* **What is needed**
Rewrite every line of the entries below as a numbered list, leaving out any blank lines.

* **Extracted entries**
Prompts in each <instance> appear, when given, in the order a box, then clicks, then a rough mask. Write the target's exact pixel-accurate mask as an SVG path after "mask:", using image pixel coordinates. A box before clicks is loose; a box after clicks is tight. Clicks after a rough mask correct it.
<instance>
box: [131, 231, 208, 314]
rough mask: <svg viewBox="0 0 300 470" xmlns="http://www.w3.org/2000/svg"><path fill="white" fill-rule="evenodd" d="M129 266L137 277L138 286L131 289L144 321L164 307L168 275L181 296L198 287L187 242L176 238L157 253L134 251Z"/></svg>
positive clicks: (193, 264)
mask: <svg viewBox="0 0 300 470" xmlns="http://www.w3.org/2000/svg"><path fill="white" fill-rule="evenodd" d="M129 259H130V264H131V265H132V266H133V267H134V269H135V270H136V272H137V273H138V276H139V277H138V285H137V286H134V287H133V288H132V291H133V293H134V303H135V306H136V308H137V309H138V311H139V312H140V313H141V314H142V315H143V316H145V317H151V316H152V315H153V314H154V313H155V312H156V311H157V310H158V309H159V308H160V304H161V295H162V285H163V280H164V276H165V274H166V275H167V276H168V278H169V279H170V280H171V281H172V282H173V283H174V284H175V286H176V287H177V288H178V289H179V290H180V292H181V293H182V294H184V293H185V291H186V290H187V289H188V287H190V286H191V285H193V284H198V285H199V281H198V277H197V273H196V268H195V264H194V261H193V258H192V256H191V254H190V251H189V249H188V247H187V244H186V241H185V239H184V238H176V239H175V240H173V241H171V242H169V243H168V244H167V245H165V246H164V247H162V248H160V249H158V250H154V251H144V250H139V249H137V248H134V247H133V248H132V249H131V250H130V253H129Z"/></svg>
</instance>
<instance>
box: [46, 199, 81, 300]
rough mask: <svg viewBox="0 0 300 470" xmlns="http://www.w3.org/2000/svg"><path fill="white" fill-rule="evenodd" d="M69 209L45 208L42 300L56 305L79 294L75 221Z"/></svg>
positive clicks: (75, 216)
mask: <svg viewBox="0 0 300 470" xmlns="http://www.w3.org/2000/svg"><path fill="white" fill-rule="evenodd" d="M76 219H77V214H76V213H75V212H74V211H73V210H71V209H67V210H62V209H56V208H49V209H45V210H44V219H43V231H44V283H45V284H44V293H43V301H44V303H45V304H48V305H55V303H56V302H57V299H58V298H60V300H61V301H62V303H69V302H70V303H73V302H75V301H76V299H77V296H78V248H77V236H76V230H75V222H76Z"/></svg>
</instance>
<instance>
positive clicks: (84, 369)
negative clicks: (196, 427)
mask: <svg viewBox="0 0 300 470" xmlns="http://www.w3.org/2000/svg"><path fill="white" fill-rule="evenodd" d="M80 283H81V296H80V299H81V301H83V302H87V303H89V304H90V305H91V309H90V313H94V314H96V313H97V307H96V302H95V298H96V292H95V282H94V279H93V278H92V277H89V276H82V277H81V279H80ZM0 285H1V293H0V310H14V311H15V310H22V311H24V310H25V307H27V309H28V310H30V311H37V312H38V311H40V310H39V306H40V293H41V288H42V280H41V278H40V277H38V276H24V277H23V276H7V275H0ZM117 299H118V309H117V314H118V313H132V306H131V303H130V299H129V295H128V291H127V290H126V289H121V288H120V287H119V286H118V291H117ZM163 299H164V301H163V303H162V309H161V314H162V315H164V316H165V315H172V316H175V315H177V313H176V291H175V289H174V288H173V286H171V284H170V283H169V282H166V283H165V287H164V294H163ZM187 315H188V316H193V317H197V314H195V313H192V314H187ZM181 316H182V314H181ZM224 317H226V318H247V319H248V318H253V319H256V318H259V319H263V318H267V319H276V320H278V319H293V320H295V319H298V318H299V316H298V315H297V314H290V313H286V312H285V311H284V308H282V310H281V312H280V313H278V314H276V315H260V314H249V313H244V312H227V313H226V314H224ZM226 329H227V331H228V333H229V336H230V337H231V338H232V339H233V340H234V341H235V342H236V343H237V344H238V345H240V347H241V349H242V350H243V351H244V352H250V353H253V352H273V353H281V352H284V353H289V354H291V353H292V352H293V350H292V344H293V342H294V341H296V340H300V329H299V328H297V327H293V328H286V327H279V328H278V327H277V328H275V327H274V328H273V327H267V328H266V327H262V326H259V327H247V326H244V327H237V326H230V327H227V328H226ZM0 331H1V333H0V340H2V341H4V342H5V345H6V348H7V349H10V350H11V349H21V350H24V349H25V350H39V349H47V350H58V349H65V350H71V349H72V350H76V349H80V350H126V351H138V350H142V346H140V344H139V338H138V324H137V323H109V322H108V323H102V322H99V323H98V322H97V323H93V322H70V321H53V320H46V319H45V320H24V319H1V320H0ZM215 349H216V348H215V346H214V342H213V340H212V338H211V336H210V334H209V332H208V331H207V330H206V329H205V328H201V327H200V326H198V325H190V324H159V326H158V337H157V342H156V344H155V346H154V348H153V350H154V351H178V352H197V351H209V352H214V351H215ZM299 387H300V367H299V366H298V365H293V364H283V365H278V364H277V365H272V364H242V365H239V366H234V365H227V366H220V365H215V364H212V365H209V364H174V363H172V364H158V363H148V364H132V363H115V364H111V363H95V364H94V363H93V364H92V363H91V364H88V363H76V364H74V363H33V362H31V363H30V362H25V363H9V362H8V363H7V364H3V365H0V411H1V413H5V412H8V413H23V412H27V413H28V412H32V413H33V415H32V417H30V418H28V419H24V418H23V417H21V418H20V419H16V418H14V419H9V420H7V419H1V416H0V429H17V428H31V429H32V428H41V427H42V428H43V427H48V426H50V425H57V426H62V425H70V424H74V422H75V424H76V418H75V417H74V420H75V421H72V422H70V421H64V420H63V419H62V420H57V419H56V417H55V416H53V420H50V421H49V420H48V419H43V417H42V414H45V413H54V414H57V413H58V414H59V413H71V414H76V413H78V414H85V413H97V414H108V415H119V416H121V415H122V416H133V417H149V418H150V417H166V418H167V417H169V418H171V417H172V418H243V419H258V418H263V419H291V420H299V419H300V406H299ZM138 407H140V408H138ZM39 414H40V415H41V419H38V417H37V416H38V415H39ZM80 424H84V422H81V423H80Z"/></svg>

* **Response box**
1. Prompts in each <instance> appear, when given, in the order a box, then clicks, then a rough mask. Write the target's exact pixel-accurate mask as an SVG path after "mask:", using image pixel coordinates. A box before clicks is loose; a box after clicks is tight. Clicks after a rough mask correct it.
2. <instance>
3. box: [131, 231, 208, 314]
4. rough mask: <svg viewBox="0 0 300 470" xmlns="http://www.w3.org/2000/svg"><path fill="white" fill-rule="evenodd" d="M129 266L137 277L138 286L131 289L144 321L164 307L168 275L181 296L198 287L187 242L176 238L157 253L134 251Z"/></svg>
5. positive clicks: (193, 264)
6. mask: <svg viewBox="0 0 300 470" xmlns="http://www.w3.org/2000/svg"><path fill="white" fill-rule="evenodd" d="M129 259H130V264H131V265H132V266H133V267H134V269H135V270H136V272H137V273H138V276H139V277H138V285H137V286H134V287H133V288H132V291H133V293H134V303H135V306H136V308H137V309H138V311H139V312H140V313H141V314H142V315H143V316H145V317H151V316H152V315H153V314H154V313H155V312H156V311H157V310H158V309H159V308H160V304H161V295H162V285H163V280H164V276H165V274H166V275H167V276H168V278H169V279H170V280H171V281H172V282H173V283H174V284H175V286H176V287H177V288H178V289H179V290H180V292H181V293H182V294H184V293H185V291H186V290H187V289H188V287H190V286H191V285H193V284H198V285H199V281H198V277H197V273H196V268H195V264H194V261H193V258H192V256H191V254H190V251H189V249H188V247H187V244H186V241H185V239H184V238H176V239H175V240H173V241H171V242H169V243H168V244H167V245H165V246H164V247H162V248H160V249H158V250H154V251H144V250H139V249H137V248H134V247H133V248H132V249H131V250H130V253H129Z"/></svg>
7. </instance>
8. <instance>
9. box: [46, 199, 81, 300]
10. rough mask: <svg viewBox="0 0 300 470" xmlns="http://www.w3.org/2000/svg"><path fill="white" fill-rule="evenodd" d="M69 209L45 208L42 300L56 305L79 294L75 221Z"/></svg>
11. positive clicks: (75, 216)
12. mask: <svg viewBox="0 0 300 470" xmlns="http://www.w3.org/2000/svg"><path fill="white" fill-rule="evenodd" d="M76 219H77V214H76V213H75V212H74V211H73V210H71V209H67V210H62V209H56V208H49V209H45V210H44V219H43V231H44V283H45V284H44V293H43V301H44V303H45V304H48V305H55V303H56V302H57V299H58V298H60V300H61V301H62V303H69V302H70V303H73V302H75V301H76V299H77V296H78V248H77V236H76V230H75V222H76Z"/></svg>
13. </instance>
14. <instance>
15. positive clicks: (84, 369)
16. negative clicks: (196, 427)
17. mask: <svg viewBox="0 0 300 470" xmlns="http://www.w3.org/2000/svg"><path fill="white" fill-rule="evenodd" d="M80 283H81V296H80V299H81V301H83V302H87V303H89V304H90V305H91V309H90V313H94V314H96V313H97V307H96V302H95V298H96V292H95V282H94V279H93V278H92V277H89V276H82V277H81V279H80ZM0 285H1V293H0V310H14V311H15V310H22V311H24V310H25V307H27V309H28V310H30V311H37V312H38V311H40V310H39V306H40V293H41V288H42V280H41V278H40V277H38V276H24V277H23V276H7V275H0ZM117 299H118V309H117V314H118V313H132V306H131V303H130V299H129V295H128V291H127V290H126V289H121V288H120V287H119V286H118V291H117ZM163 299H164V301H163V303H162V309H161V314H162V315H164V316H165V315H172V316H175V315H177V313H176V291H175V289H174V288H173V286H171V284H170V283H169V282H166V283H165V287H164V294H163ZM187 315H188V316H193V317H197V314H195V313H192V314H187ZM181 316H182V314H181ZM224 317H226V318H247V319H248V318H253V319H256V318H259V319H263V318H267V319H276V320H278V319H293V320H295V319H298V318H299V316H298V315H297V314H290V313H286V312H285V311H284V308H282V310H281V312H280V313H278V314H276V315H260V314H249V313H244V312H227V313H226V314H224ZM226 329H227V331H228V333H229V336H230V337H231V338H232V339H233V340H234V341H235V342H236V343H237V344H238V345H240V347H241V349H242V350H243V351H244V352H250V353H253V352H273V353H281V352H284V353H289V354H291V353H292V352H293V350H292V344H293V342H294V341H296V340H300V329H299V328H297V327H293V328H286V327H279V328H278V327H277V328H275V327H274V328H273V327H267V328H266V327H262V326H259V327H247V326H244V327H237V326H230V327H227V328H226ZM0 331H1V333H0V340H2V341H4V342H5V345H6V348H7V349H10V350H11V349H21V350H24V349H25V350H39V349H47V350H58V349H65V350H71V349H72V350H76V349H80V350H126V351H138V350H142V346H140V344H139V338H138V324H137V323H109V322H108V323H102V322H99V323H98V322H97V323H93V322H70V321H53V320H46V319H45V320H24V319H1V320H0ZM215 349H216V348H215V346H214V342H213V340H212V338H211V336H210V334H209V332H208V331H207V330H206V329H205V328H201V327H200V326H198V325H190V324H159V326H158V337H157V342H156V344H155V346H154V348H153V350H154V351H178V352H197V351H209V352H214V351H215ZM299 387H300V367H299V366H298V365H293V364H283V365H278V364H277V365H272V364H242V365H239V366H234V365H227V366H220V365H215V364H212V365H209V364H174V363H172V364H158V363H148V364H132V363H115V364H111V363H95V364H94V363H93V364H92V363H91V364H88V363H76V364H74V363H33V362H31V363H30V362H25V363H9V362H8V363H7V364H3V365H0V411H1V413H5V412H8V413H23V412H27V413H28V412H32V413H33V415H32V417H30V418H28V419H24V418H23V417H21V418H20V419H16V418H14V419H9V420H7V419H1V416H0V429H17V428H31V429H32V428H41V427H42V428H43V427H48V426H50V425H57V426H62V425H70V424H74V422H75V424H76V418H75V417H74V420H75V421H72V422H70V421H64V420H63V419H62V420H57V419H56V417H55V416H53V420H50V421H49V420H48V419H43V417H42V414H45V413H54V414H57V413H58V414H59V413H71V414H76V413H78V414H85V413H97V414H108V415H119V416H121V415H122V416H133V417H149V418H150V417H166V418H167V417H169V418H171V417H172V418H243V419H258V418H263V419H291V420H299V419H300V406H299ZM138 407H140V408H138ZM39 414H40V415H41V419H38V417H37V416H38V415H39ZM80 424H84V422H81V423H80Z"/></svg>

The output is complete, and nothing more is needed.